### Dataset entries

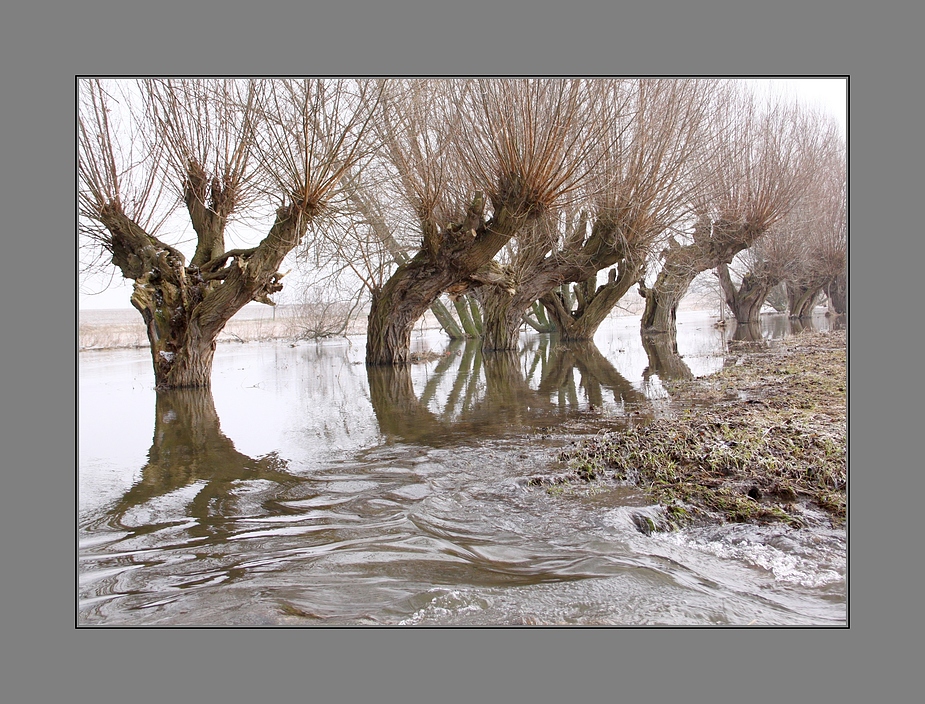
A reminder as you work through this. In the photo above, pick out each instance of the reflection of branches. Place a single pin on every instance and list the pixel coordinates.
(492, 392)
(190, 448)
(664, 359)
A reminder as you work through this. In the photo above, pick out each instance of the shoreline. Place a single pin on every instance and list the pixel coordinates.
(763, 440)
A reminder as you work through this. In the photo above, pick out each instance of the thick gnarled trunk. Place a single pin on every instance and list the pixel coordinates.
(715, 243)
(838, 294)
(455, 260)
(184, 308)
(746, 301)
(593, 304)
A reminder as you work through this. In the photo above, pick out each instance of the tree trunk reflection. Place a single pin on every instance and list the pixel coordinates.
(188, 448)
(664, 359)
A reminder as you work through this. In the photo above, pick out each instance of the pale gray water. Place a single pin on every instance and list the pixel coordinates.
(303, 490)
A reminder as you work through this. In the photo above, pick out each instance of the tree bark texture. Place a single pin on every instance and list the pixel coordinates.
(746, 301)
(184, 308)
(594, 305)
(714, 244)
(838, 294)
(664, 360)
(802, 298)
(189, 447)
(455, 260)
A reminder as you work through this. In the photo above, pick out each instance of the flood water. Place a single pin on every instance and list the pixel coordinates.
(304, 489)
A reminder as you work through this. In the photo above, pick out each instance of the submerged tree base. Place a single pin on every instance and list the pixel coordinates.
(763, 440)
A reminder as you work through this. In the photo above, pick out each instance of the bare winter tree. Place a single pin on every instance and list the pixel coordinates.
(643, 189)
(224, 148)
(806, 247)
(762, 266)
(756, 166)
(824, 264)
(477, 161)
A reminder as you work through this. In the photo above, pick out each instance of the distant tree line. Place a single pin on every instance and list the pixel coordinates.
(493, 203)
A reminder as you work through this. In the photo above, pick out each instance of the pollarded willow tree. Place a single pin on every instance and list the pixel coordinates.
(223, 149)
(643, 189)
(807, 247)
(761, 267)
(757, 162)
(823, 265)
(477, 162)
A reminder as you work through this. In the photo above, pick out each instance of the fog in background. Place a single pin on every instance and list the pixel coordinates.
(827, 94)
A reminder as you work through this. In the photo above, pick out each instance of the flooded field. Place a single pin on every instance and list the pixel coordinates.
(305, 489)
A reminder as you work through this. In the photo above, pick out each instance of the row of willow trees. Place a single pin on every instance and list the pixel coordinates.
(490, 202)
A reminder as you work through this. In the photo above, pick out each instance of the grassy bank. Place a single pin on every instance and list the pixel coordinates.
(764, 439)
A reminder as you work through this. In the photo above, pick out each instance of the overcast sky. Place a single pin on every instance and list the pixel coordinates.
(828, 94)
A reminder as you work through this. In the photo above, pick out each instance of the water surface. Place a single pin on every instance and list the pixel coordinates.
(304, 489)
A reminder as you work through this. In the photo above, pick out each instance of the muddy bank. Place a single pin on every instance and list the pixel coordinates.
(763, 440)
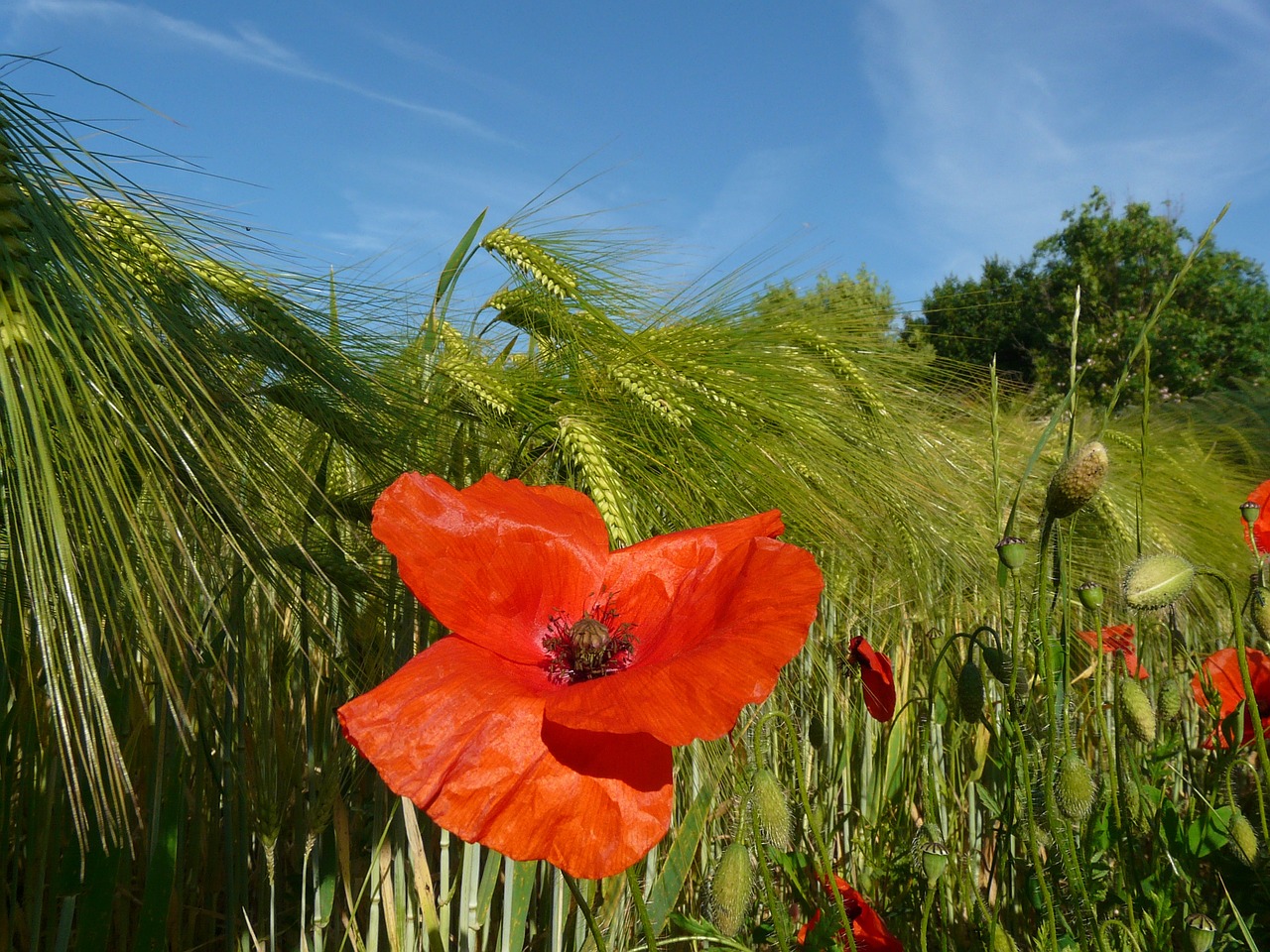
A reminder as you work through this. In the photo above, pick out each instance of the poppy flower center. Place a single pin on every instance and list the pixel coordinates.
(589, 648)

### Exercise
It would help to have the listing above repeated exactly, with all images removed.

### Result of the task
A reminder as you work through this. In the photo above, pick out each instance of the reflection of branches. Place a single pin on every instance and list the pixel coordinates.
(492, 392)
(190, 448)
(664, 359)
A reminder as you work through this. In the photo above, pick out each instance of the shoreline. Place a single pin on every instance and list the pixel coordinates.
(763, 440)
A reminder as you work through this. In the photo above, pick out each instance of the thick gnarled trunk. Place a single pin on every instance and list the pixel coordinates.
(715, 243)
(838, 294)
(455, 260)
(184, 308)
(746, 301)
(593, 304)
A reminder as you work through this. In the photo above, pick out each instance of the tree trunk reflection. Place a single pin on every instance and list the pixel coordinates.
(188, 448)
(664, 359)
A reminder as you work through this. In the photo above, pick out each instance of the pale gray water. Place a single pin on every instance and list the pixel coordinates.
(303, 490)
A reminder as you work through this. In the photo above, pick out each instance of the tree bark texture. Place a single pin on every instance and list the pixel coordinates.
(746, 301)
(184, 308)
(594, 305)
(714, 244)
(838, 294)
(664, 360)
(802, 298)
(189, 447)
(455, 260)
A reminder as you work through this. In the photo above, pick out each instance of the flood water. Place a single pin on every instance and list the pixel coordinates.
(304, 489)
A reminder as you work through this. In the photo above, pick out each instance of the submerged tree base. Place a single pin on every instance and list the pixel coordinates.
(763, 440)
A reminder as you work through this. In the photo above, pick out each instance of the bare winter tree. Place a single pin on every instance and list the pixel coordinates.
(643, 189)
(224, 148)
(806, 247)
(762, 266)
(756, 166)
(824, 264)
(477, 161)
A reminder as you work through this. In the photo above, pick out each instance of the distant tree line. Place a single pin on every instance and list the pixel coordinates.
(493, 203)
A reminder as you work through this. In the photo above, pick out each instance of the pollarded willow tree. Place a single pin on every instance and list the pixel coordinates.
(223, 149)
(643, 189)
(807, 247)
(761, 267)
(757, 162)
(823, 265)
(477, 162)
A reminder as you work through this. In the photo above, pick out each instance of the fog in background. Place a single pin on every instance and list the pixel coordinates.
(827, 94)
A reminder as you work through this. In the photo above, pick out each instance of the flooded field. Place a single pin on every instance and list the pixel coordinates.
(305, 489)
A reminder as you work through this. In the photo above, pick out each instance of the row of willow trees. Place a single pin on every instance and list the pixel coordinates.
(490, 202)
A reminder as you work through this. In the photo above, pick out each instance of the grassy bank. Place a single pin on every instance and list the pixel coordinates.
(764, 439)
A reminder as you work through this. In the photo above, pick out each instance of the overcast sky. Place a single pin on every instance and list the pixel coordinates.
(828, 94)
A reminder as you work through this. In the photo above, pick out each instance of the water surface. Place a single pin on every instance and list the pixel coordinates.
(304, 489)
A reminder as you work through this. In the photo above, pick out each instance of the muddy bank. Place a single pin on every instance and list the pixel coordinates.
(763, 440)
A reminder as you work through this. In the photo above, pick out each instance of the poppy flower center. Place a single pin on every instance and list the pixel coordinates.
(589, 648)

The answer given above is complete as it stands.